■ Jobs
1 - In the article on debit card fees, which two banks dropped their debit card fees before the Bank of America announcement?
2 - Copy the part of the article on debit card fees between "However, the addition" and "of America announcement.", inclusive.

Bank of America was the first to impose a debit card fee following the passage of Sen. Richard Durbin's (D-Ill.) swipe fee reform bill, which significantly trimmed the maximum amount a bank can charge for debit card transactions.
The move, widely championed by convenience store owners and NACS, was not welcomed by banks due to revenues the financial institutions would lose. Therefore, many of them decided to impose a debit card fee or test the possibility of such fees by implementing state or regional programs.
However, the addition of debit card usage fees was met with consumer fury and forced many banks to back off of the plan. Wells Fargo & Co. and J.P. Morgan Chase & Co. were the most recent to eliminate debit card fees before today's Bank of America announcement.
Bank of America said it made the move due to customer feedback and "the changing competitive marketplace."
"We have listened to our customers very closely over the last few weeks and recognize their concern with our proposed debit usage fee," David Darnell, Bank of America's co-chief operating officer, said in a company issued news release. "Our customers' voices are more important to us. As a result, we are not currently charging the fee and will not be moving forward with any additional plan to do so."
The Arlington, Va.-based Retail Industry Leaders Association (RILA) subsequently issued a statement applauding Bank of America's move. "Today's news is proof-positive that consumers remain swipe fee reforms' biggest winners," said Katherine Lugar, RILA's executive vice president of public affairs. "Bank of America and its big bank peers are no longer free to fleece merchants and consumers at will. This outcome is just what consumers deserve, what reform advocates predicted and what we will fight to extend to the credit card market."

■ Data listing

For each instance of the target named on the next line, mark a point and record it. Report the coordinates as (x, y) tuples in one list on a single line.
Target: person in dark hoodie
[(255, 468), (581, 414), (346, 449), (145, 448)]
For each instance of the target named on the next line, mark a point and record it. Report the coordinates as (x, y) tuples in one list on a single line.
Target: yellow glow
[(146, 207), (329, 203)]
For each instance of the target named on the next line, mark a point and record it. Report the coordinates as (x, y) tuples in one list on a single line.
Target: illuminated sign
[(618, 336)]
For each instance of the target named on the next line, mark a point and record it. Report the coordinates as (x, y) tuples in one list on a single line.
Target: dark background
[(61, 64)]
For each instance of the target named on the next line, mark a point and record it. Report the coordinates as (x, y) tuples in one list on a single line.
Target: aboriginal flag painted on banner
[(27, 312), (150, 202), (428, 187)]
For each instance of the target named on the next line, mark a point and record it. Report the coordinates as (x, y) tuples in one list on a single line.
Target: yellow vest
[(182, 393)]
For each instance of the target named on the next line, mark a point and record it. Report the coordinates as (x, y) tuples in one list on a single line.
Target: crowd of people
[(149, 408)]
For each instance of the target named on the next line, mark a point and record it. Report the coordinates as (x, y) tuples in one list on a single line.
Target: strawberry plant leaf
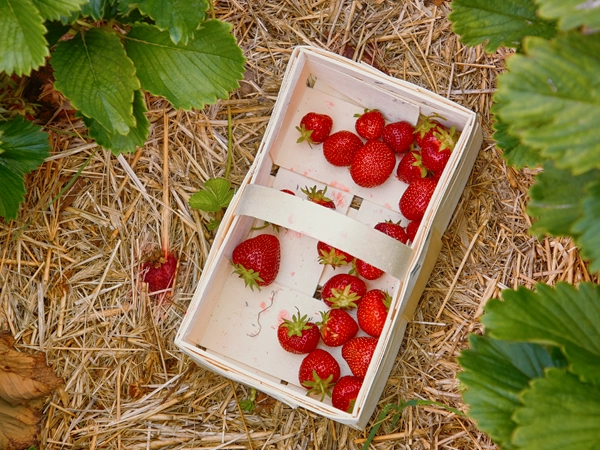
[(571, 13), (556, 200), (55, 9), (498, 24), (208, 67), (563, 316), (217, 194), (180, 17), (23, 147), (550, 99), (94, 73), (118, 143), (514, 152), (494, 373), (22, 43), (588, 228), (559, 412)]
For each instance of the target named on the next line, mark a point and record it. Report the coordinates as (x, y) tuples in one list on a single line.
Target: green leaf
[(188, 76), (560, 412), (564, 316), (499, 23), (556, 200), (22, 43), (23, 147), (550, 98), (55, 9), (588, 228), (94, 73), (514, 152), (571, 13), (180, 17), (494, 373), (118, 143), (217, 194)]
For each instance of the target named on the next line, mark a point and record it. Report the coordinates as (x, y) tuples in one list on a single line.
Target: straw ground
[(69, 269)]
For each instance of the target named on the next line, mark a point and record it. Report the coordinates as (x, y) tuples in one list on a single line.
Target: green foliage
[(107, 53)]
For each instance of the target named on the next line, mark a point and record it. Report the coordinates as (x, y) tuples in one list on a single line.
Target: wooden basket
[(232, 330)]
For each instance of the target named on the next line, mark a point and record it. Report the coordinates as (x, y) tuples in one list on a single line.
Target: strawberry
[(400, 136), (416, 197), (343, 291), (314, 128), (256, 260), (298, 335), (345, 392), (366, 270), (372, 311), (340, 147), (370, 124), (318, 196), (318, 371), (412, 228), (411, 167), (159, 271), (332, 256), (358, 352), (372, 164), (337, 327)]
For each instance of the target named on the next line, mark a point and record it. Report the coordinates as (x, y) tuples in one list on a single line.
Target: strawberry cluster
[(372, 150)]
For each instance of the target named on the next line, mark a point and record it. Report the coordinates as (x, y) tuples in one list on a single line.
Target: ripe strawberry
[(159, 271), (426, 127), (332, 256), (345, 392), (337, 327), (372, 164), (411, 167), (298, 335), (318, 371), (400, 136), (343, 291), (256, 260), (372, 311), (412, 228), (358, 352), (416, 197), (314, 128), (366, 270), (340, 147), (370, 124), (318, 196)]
==
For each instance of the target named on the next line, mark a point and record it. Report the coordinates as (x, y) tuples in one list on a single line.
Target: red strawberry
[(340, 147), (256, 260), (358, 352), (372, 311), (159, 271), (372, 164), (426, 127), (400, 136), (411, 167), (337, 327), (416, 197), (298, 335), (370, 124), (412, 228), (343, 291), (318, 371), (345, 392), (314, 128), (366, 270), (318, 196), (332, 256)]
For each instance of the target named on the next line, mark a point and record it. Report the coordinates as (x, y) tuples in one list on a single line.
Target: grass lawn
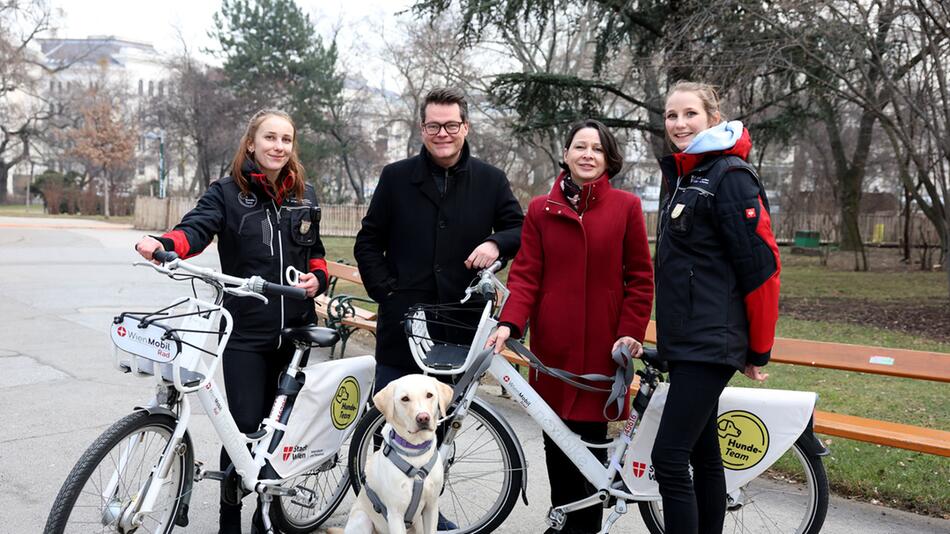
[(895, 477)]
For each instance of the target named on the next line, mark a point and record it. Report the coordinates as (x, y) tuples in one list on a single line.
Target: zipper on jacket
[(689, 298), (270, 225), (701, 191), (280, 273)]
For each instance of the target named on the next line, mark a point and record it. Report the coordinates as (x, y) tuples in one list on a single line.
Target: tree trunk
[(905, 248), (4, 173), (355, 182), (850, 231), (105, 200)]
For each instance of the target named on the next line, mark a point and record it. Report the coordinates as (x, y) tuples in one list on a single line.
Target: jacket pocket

■ Exercise answers
1 - Wells Fargo & Co. and J.P. Morgan Chase & Co.

2 -
However, the addition of debit card usage fees was met with consumer fury and forced many banks to back off of the plan. Wells Fargo & Co. and J.P. Morgan Chase & Co. were the most recent to eliminate debit card fees before today's Bank of America announcement.